Input for this task ▸

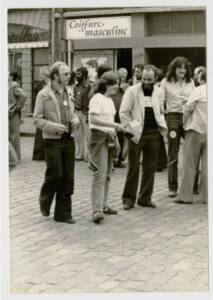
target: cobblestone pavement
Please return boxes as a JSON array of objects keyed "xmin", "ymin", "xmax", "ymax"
[{"xmin": 10, "ymin": 137, "xmax": 208, "ymax": 293}]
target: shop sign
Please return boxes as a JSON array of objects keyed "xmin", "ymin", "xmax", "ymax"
[
  {"xmin": 66, "ymin": 17, "xmax": 131, "ymax": 40},
  {"xmin": 8, "ymin": 24, "xmax": 48, "ymax": 44}
]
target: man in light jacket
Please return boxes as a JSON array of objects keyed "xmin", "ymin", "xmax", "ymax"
[
  {"xmin": 34, "ymin": 62, "xmax": 79, "ymax": 224},
  {"xmin": 120, "ymin": 65, "xmax": 167, "ymax": 210}
]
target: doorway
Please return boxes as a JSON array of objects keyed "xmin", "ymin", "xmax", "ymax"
[{"xmin": 117, "ymin": 49, "xmax": 132, "ymax": 79}]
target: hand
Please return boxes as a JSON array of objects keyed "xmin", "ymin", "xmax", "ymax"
[
  {"xmin": 115, "ymin": 123, "xmax": 124, "ymax": 132},
  {"xmin": 55, "ymin": 124, "xmax": 68, "ymax": 134}
]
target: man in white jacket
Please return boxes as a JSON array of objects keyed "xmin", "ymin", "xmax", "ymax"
[
  {"xmin": 174, "ymin": 70, "xmax": 208, "ymax": 204},
  {"xmin": 120, "ymin": 65, "xmax": 167, "ymax": 210}
]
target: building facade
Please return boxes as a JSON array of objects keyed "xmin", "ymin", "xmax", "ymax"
[
  {"xmin": 54, "ymin": 7, "xmax": 206, "ymax": 74},
  {"xmin": 8, "ymin": 9, "xmax": 49, "ymax": 115}
]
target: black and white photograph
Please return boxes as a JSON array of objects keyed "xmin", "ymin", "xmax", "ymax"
[{"xmin": 1, "ymin": 1, "xmax": 212, "ymax": 299}]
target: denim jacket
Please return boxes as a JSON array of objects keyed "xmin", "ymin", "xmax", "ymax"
[
  {"xmin": 33, "ymin": 83, "xmax": 79, "ymax": 139},
  {"xmin": 119, "ymin": 83, "xmax": 167, "ymax": 144}
]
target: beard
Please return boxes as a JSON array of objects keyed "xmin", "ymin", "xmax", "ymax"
[{"xmin": 142, "ymin": 83, "xmax": 154, "ymax": 96}]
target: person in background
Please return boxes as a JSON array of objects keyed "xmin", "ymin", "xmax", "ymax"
[
  {"xmin": 34, "ymin": 61, "xmax": 79, "ymax": 224},
  {"xmin": 193, "ymin": 66, "xmax": 206, "ymax": 195},
  {"xmin": 86, "ymin": 59, "xmax": 98, "ymax": 84},
  {"xmin": 128, "ymin": 64, "xmax": 143, "ymax": 86},
  {"xmin": 32, "ymin": 66, "xmax": 49, "ymax": 160},
  {"xmin": 74, "ymin": 67, "xmax": 90, "ymax": 161},
  {"xmin": 174, "ymin": 70, "xmax": 208, "ymax": 204},
  {"xmin": 160, "ymin": 56, "xmax": 194, "ymax": 197},
  {"xmin": 8, "ymin": 72, "xmax": 27, "ymax": 161},
  {"xmin": 68, "ymin": 71, "xmax": 77, "ymax": 97},
  {"xmin": 89, "ymin": 64, "xmax": 112, "ymax": 99},
  {"xmin": 119, "ymin": 65, "xmax": 167, "ymax": 210},
  {"xmin": 88, "ymin": 71, "xmax": 123, "ymax": 223},
  {"xmin": 156, "ymin": 68, "xmax": 167, "ymax": 172},
  {"xmin": 111, "ymin": 68, "xmax": 129, "ymax": 168},
  {"xmin": 193, "ymin": 66, "xmax": 206, "ymax": 87}
]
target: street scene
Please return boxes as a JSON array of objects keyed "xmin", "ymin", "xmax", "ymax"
[{"xmin": 8, "ymin": 6, "xmax": 209, "ymax": 294}]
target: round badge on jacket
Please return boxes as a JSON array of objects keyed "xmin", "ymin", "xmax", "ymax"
[{"xmin": 169, "ymin": 130, "xmax": 177, "ymax": 139}]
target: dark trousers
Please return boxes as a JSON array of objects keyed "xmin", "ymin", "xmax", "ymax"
[
  {"xmin": 32, "ymin": 128, "xmax": 44, "ymax": 160},
  {"xmin": 39, "ymin": 134, "xmax": 75, "ymax": 221},
  {"xmin": 166, "ymin": 113, "xmax": 185, "ymax": 191},
  {"xmin": 156, "ymin": 135, "xmax": 167, "ymax": 171},
  {"xmin": 122, "ymin": 130, "xmax": 160, "ymax": 206},
  {"xmin": 115, "ymin": 112, "xmax": 124, "ymax": 163}
]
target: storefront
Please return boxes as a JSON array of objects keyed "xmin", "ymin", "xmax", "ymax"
[
  {"xmin": 55, "ymin": 7, "xmax": 206, "ymax": 76},
  {"xmin": 8, "ymin": 9, "xmax": 49, "ymax": 115}
]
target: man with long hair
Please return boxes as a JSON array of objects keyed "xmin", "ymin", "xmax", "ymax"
[
  {"xmin": 34, "ymin": 62, "xmax": 79, "ymax": 224},
  {"xmin": 160, "ymin": 56, "xmax": 194, "ymax": 197}
]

The task ▸
Could you write out all of the material above again, swapping every "target" for "label" and changing nothing else? Leave the pictures out of your answer.

Response to this exercise ▸
label: cobblestone pavement
Please return boxes as a JSON array of objects keyed "xmin", "ymin", "xmax", "ymax"
[{"xmin": 10, "ymin": 137, "xmax": 208, "ymax": 293}]
label: shop sign
Please return boxes as a JSON array of objects keyed "xmin", "ymin", "xmax", "ymax"
[
  {"xmin": 66, "ymin": 17, "xmax": 131, "ymax": 40},
  {"xmin": 8, "ymin": 24, "xmax": 48, "ymax": 44}
]
label: man in light jacket
Please return boxes as a JSON array of objects keyed "xmin", "ymin", "xmax", "ymax"
[
  {"xmin": 34, "ymin": 62, "xmax": 79, "ymax": 224},
  {"xmin": 120, "ymin": 65, "xmax": 167, "ymax": 210}
]
label: doorway
Please return boxes as a JSON array of objects keyed "xmin", "ymin", "xmax", "ymax"
[{"xmin": 117, "ymin": 49, "xmax": 132, "ymax": 79}]
label: hand
Please return boxes as a JSON array of objects keyed "xmin", "ymin", "xmax", "ymax"
[
  {"xmin": 115, "ymin": 123, "xmax": 124, "ymax": 132},
  {"xmin": 55, "ymin": 124, "xmax": 68, "ymax": 134}
]
label: man in white jacket
Please return boxes as a JSON array of objects keyed "xmin", "ymin", "xmax", "ymax"
[
  {"xmin": 174, "ymin": 70, "xmax": 208, "ymax": 204},
  {"xmin": 120, "ymin": 65, "xmax": 167, "ymax": 210}
]
label: building facade
Please return boxes as a JSON array of objects keyed "xmin", "ymin", "xmax", "ymax"
[
  {"xmin": 54, "ymin": 7, "xmax": 206, "ymax": 74},
  {"xmin": 8, "ymin": 9, "xmax": 49, "ymax": 115}
]
label: black and white photograph
Please return boxes as a JSON array of objects keyed "xmin", "ymin", "xmax", "ymax"
[{"xmin": 1, "ymin": 1, "xmax": 212, "ymax": 299}]
label: denim jacket
Please return boxes as a JSON array of objects keyed "xmin", "ymin", "xmax", "ymax"
[
  {"xmin": 33, "ymin": 83, "xmax": 79, "ymax": 139},
  {"xmin": 119, "ymin": 83, "xmax": 167, "ymax": 144}
]
label: beard
Please return boxes as a JSON array of objects keyed "xmin", "ymin", "xmax", "ymax"
[{"xmin": 142, "ymin": 83, "xmax": 154, "ymax": 96}]
label: person in background
Please return boxes as a JSON array of objects keyed "xmin", "ymin", "xmax", "ymax"
[
  {"xmin": 34, "ymin": 61, "xmax": 79, "ymax": 224},
  {"xmin": 193, "ymin": 66, "xmax": 206, "ymax": 195},
  {"xmin": 86, "ymin": 59, "xmax": 98, "ymax": 84},
  {"xmin": 128, "ymin": 64, "xmax": 143, "ymax": 86},
  {"xmin": 32, "ymin": 66, "xmax": 49, "ymax": 160},
  {"xmin": 74, "ymin": 67, "xmax": 90, "ymax": 161},
  {"xmin": 174, "ymin": 70, "xmax": 208, "ymax": 204},
  {"xmin": 160, "ymin": 56, "xmax": 194, "ymax": 197},
  {"xmin": 8, "ymin": 72, "xmax": 27, "ymax": 161},
  {"xmin": 68, "ymin": 71, "xmax": 77, "ymax": 97},
  {"xmin": 89, "ymin": 64, "xmax": 112, "ymax": 99},
  {"xmin": 119, "ymin": 65, "xmax": 167, "ymax": 210},
  {"xmin": 88, "ymin": 71, "xmax": 123, "ymax": 223},
  {"xmin": 156, "ymin": 68, "xmax": 167, "ymax": 172},
  {"xmin": 111, "ymin": 68, "xmax": 129, "ymax": 168},
  {"xmin": 193, "ymin": 66, "xmax": 206, "ymax": 87}
]
label: street scene
Please return boxes as a JSON array of objects keyed "xmin", "ymin", "xmax", "ymax"
[{"xmin": 8, "ymin": 6, "xmax": 209, "ymax": 294}]
label: round badge on jacket
Please return boxes as a JSON array of objects keyed "xmin", "ymin", "xmax", "ymax"
[{"xmin": 169, "ymin": 130, "xmax": 177, "ymax": 139}]
label: dark trousers
Please return boxes as a JSON array of objects keyed "xmin", "ymin", "xmax", "ymax"
[
  {"xmin": 32, "ymin": 128, "xmax": 44, "ymax": 160},
  {"xmin": 39, "ymin": 134, "xmax": 75, "ymax": 221},
  {"xmin": 166, "ymin": 113, "xmax": 185, "ymax": 191},
  {"xmin": 156, "ymin": 135, "xmax": 167, "ymax": 171},
  {"xmin": 122, "ymin": 130, "xmax": 160, "ymax": 206},
  {"xmin": 115, "ymin": 112, "xmax": 124, "ymax": 163}
]
label: storefront
Please return boxes as a JSON array of objects keyed "xmin", "ymin", "xmax", "ymax"
[
  {"xmin": 55, "ymin": 7, "xmax": 206, "ymax": 76},
  {"xmin": 8, "ymin": 9, "xmax": 49, "ymax": 115}
]
label: man with long hair
Please return boxes as a JSON array of objects keyed "xmin", "ymin", "xmax", "ymax"
[
  {"xmin": 34, "ymin": 62, "xmax": 79, "ymax": 224},
  {"xmin": 160, "ymin": 56, "xmax": 194, "ymax": 197}
]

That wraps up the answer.